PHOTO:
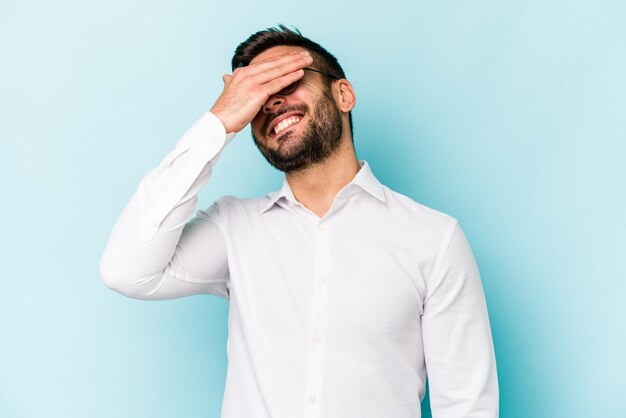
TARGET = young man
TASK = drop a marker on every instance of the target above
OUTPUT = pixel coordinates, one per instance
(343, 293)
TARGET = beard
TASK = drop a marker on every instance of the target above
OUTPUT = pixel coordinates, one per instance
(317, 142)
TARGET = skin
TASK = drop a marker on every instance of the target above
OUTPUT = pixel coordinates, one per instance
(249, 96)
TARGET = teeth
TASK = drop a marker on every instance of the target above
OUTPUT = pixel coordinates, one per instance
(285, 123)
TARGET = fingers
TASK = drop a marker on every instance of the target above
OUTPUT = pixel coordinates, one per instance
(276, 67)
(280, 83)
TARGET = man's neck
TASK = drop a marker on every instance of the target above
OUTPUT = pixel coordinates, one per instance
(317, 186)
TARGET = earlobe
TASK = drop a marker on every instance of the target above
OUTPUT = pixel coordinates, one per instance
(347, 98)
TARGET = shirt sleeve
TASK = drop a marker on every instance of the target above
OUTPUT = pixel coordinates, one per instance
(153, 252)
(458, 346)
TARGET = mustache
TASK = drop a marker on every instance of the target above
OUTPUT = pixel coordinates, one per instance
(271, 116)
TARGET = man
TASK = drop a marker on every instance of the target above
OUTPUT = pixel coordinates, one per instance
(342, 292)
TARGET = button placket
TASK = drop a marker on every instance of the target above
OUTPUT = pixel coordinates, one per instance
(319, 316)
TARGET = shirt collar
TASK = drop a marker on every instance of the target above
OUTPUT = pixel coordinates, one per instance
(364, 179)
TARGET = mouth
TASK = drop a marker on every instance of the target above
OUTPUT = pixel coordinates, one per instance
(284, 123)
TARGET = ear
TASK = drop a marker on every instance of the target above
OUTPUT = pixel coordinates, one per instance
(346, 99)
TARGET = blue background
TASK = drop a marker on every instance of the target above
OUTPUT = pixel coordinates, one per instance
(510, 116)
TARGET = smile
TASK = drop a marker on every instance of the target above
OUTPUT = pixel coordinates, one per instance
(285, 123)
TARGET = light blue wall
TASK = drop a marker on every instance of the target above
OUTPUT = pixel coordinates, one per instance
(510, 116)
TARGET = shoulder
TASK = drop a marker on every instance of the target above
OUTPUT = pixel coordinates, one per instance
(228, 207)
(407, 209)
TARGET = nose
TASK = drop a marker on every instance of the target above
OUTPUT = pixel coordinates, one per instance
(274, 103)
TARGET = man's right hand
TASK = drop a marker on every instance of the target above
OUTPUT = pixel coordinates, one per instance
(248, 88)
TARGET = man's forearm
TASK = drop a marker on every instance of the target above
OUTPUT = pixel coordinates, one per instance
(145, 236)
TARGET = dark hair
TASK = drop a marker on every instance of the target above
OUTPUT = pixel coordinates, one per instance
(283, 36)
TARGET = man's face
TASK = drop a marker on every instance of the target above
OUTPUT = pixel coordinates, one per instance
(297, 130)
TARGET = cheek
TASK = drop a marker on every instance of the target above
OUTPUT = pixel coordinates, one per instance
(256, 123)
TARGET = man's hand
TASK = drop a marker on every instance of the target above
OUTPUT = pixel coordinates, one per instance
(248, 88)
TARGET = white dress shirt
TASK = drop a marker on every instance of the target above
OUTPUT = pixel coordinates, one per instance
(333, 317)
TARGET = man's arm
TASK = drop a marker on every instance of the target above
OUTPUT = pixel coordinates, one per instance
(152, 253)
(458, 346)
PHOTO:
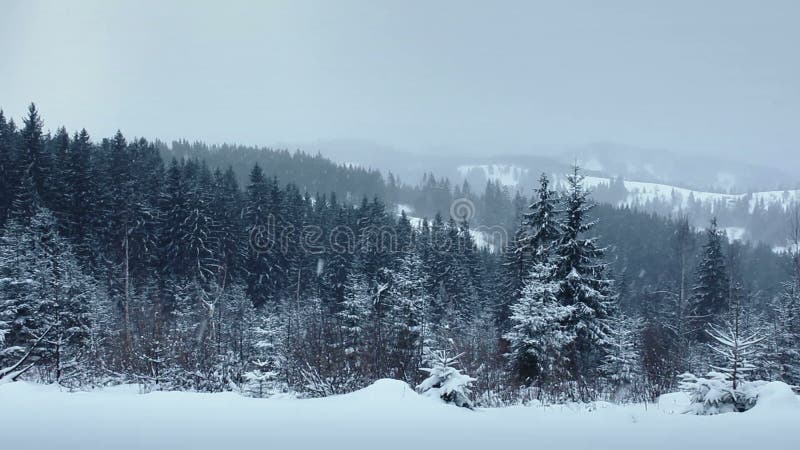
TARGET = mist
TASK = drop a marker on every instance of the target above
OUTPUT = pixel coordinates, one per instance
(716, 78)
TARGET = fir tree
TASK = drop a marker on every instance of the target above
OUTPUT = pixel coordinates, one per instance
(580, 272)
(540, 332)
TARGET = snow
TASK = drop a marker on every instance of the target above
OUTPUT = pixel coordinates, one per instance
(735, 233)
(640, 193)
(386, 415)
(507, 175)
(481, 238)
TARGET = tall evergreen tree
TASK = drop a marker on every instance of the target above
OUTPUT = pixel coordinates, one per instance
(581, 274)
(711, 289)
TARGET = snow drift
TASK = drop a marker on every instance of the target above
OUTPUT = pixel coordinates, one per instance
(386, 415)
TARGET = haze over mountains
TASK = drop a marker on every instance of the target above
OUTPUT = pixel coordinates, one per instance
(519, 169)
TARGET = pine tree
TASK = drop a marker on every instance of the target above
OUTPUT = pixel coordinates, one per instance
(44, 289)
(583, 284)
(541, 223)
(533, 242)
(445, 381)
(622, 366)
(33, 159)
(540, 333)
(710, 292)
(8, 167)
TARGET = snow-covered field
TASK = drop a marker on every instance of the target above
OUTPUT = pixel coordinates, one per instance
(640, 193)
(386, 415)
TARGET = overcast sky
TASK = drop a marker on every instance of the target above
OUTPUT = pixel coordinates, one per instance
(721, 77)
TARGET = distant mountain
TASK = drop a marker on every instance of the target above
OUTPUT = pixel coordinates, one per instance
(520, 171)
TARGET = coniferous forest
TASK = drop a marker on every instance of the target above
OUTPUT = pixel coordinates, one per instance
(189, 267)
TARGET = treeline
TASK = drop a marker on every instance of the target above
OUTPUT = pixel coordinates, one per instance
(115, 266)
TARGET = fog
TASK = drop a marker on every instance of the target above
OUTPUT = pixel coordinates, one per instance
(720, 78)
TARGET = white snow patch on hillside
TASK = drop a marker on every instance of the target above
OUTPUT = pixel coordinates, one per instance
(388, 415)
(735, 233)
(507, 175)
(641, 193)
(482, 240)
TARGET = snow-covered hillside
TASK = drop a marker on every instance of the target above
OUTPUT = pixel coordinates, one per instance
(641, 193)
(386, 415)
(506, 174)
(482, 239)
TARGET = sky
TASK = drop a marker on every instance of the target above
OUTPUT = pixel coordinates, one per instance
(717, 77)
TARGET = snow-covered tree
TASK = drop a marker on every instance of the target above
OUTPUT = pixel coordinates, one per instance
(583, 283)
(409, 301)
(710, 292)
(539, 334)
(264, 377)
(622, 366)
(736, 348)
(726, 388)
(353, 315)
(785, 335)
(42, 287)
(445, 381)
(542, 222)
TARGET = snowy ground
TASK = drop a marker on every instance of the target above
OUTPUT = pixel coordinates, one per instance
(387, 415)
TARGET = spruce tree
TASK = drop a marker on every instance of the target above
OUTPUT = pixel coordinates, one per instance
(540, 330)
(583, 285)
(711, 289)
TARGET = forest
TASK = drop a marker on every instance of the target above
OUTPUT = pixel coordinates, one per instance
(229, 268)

§ §

For each entry, copy the text exactly and leave out any image it carries.

PHOTO:
TARGET = young man
TASK = drop a marker on every instance of the target above
OUTPUT = pixel coordinates, one per instance
(343, 293)
TARGET = beard
TASK = drop a marker on every instance of the target above
OUTPUT = pixel coordinates, one per instance
(317, 142)
TARGET = skin
TASK = drop a marker on every instance of the target above
OUTPUT = pixel coordinates, one per instance
(249, 96)
TARGET = teeth
TASK = drop a marker on every instance of the target above
OUTPUT = pixel coordinates, one per instance
(285, 123)
TARGET = fingers
TASK = drop a marker on every instance of the target above
OUTPUT = pixel coordinates, one per instance
(276, 67)
(280, 83)
TARGET = man's neck
TASK = drop a marker on every instance of the target above
OUTPUT = pixel coordinates, one per instance
(317, 186)
TARGET = earlobe
TASK = drop a marker on every instance of the target above
OUTPUT = pixel coordinates, one per instance
(347, 98)
TARGET = shirt sleeve
TASK = drop a marker on every instance of the target above
OUTPUT = pixel coordinates, one per instance
(153, 252)
(458, 346)
TARGET = mustache
TASK = drop a marker on every instance of the target above
OUTPUT = pixel coordinates, one per instance
(271, 116)
TARGET = man
TASK = drop a marker on every instance of the target above
OUTPUT = pixel coordinates, one per instance
(342, 292)
TARGET = button placket
TASK = drop a marker on every instance of the target above
OUTPUT = pixel coordinates, one per instance
(319, 316)
TARGET = shirt collar
TASK = drop a marker on every instance of the target above
OUTPUT = pixel coordinates, one per instance
(364, 179)
TARGET = mouth
TASK = drop a marker on every instance of the target above
OUTPUT = pixel coordinates, one per instance
(284, 123)
TARGET = ear
TASK = drop a marker on every instance of the target above
OUTPUT = pixel coordinates, one per instance
(346, 99)
TARGET = blue background
TASK = drop a marker on every instance of the target above
OUTPUT = pixel coordinates, one per instance
(510, 116)
TARGET = smile
TASK = drop a marker on every instance of the target above
OUTPUT = pixel coordinates, one per instance
(285, 123)
TARGET = light blue wall
TASK = drop a marker on every instance of the target above
OUTPUT = pixel coordinates, one per instance
(510, 116)
TARGET = shoulder
TASK = drop a marker on every instance of the target above
OUTPUT = pixel coordinates, one per instance
(228, 207)
(407, 209)
TARGET = nose
TASK = drop a marker on every instance of the target above
OUTPUT = pixel coordinates, one per instance
(274, 103)
TARGET = man's right hand
TASK = drop a marker on every instance of the target above
OUTPUT = pixel coordinates, one per instance
(248, 88)
TARGET = man's forearm
TASK = drop a marker on every instance of the target above
OUTPUT = pixel coordinates, one per instance
(145, 236)
TARGET = dark hair
TASK = drop a marker on every instance of the target above
OUTPUT = pixel coordinates, one per instance
(283, 36)
TARGET = man's face
TASK = drop a marker on every instance of the target above
OUTPUT = pixel coordinates, one per instance
(297, 130)
TARGET = cheek
TASK = drop a marker on every instance of the target above
OUTPUT = pixel coordinates, one per instance
(256, 123)
TARGET = man's hand
TASK = drop a marker on every instance of the target above
OUTPUT = pixel coordinates, one per instance
(248, 88)
TARGET = white dress shirt
TASK = drop a marker on every instance of the target above
OUTPUT = pixel coordinates, one per instance
(333, 317)
TARGET = man's arm
TASK = drop a marker on every instance of the target above
OUTPUT = pixel coordinates, one per instance
(152, 253)
(458, 346)
PHOTO:
TARGET = mist
TASK = drop a marker on every instance of the target above
OUTPUT = pixel coordinates, one per instance
(716, 78)
TARGET = fir tree
TASK = drop a marker on every instance of the target above
OUTPUT = pixel coordinates, one per instance
(580, 272)
(540, 332)
TARGET = snow
TASK = drop a marker on every instance of the target above
OUTPUT = pixel coordinates, one per instance
(735, 233)
(640, 193)
(386, 415)
(507, 175)
(481, 238)
TARGET = tall evergreen tree
TASK = drop a marker on every instance of the target above
OUTPUT = pixel coordinates, one per instance
(581, 274)
(711, 289)
TARGET = snow drift
TASK = drop a marker on every instance of the target above
OUTPUT = pixel coordinates, one per instance
(386, 415)
TARGET = haze over mountains
TASK = drop a marker on every instance of the target above
OUTPUT = pixel coordinates, one per instance
(519, 169)
TARGET = pine tree
TASK = drop a marker on every instance of the target above
OUTPUT = pixel coordinates, one per instance
(44, 289)
(583, 284)
(541, 223)
(533, 242)
(445, 381)
(622, 366)
(33, 159)
(540, 333)
(710, 292)
(8, 167)
TARGET = snow-covered field
TASK = drop a marker on every instance of the target above
OUTPUT = pixel coordinates, one per instance
(640, 193)
(386, 415)
TARGET = overcast sky
TASK = drop a marker on every instance of the target above
OUTPUT = pixel coordinates, one per instance
(721, 77)
TARGET = distant mountain
TASK = drop a marker on every instance of the target above
OUTPUT = pixel coordinates, one per instance
(520, 171)
TARGET = coniferous forest
TASK = drop a marker on every instance of the target above
OUTPUT = pixel coordinates, one per instance
(189, 267)
TARGET = treeline
TASK = drop a marker on every instance of the target above
OUTPUT = pixel coordinates, one per instance
(115, 266)
TARGET = fog
TASK = drop a marker on every instance of the target above
OUTPUT = pixel coordinates, one per instance
(720, 78)
TARGET = white snow patch on hillside
TASK = drop a marker on every instance of the target above
OUTPUT = pixel coordinates, one per instance
(388, 415)
(735, 233)
(507, 175)
(641, 193)
(482, 240)
TARGET = snow-covered hillside
TASK = drop a marker on every instance of the target above
OUTPUT = pixel coordinates, one per instance
(641, 193)
(386, 415)
(506, 174)
(482, 239)
TARGET = sky
TASK = drop a marker on every instance of the target above
OUTPUT = pixel coordinates, one per instance
(717, 77)
TARGET = snow-covered tree
TASK = drop a marker on every instance of the target above
OUTPUT = pixel coordinates, one per instance
(583, 283)
(409, 301)
(710, 292)
(539, 334)
(264, 377)
(622, 366)
(736, 348)
(726, 388)
(353, 315)
(785, 335)
(42, 287)
(445, 381)
(542, 222)
TARGET = snowy ground
TASK = drop a marker on every instance of the target above
OUTPUT = pixel coordinates, one per instance
(387, 415)
TARGET = spruce tree
TASK = drop a marker on every instance of the target above
OUTPUT = pixel coordinates, one per instance
(540, 330)
(583, 285)
(711, 289)
TARGET = forest
TASK = drop a marker on every instance of the target above
OUTPUT = pixel coordinates, one per instance
(229, 268)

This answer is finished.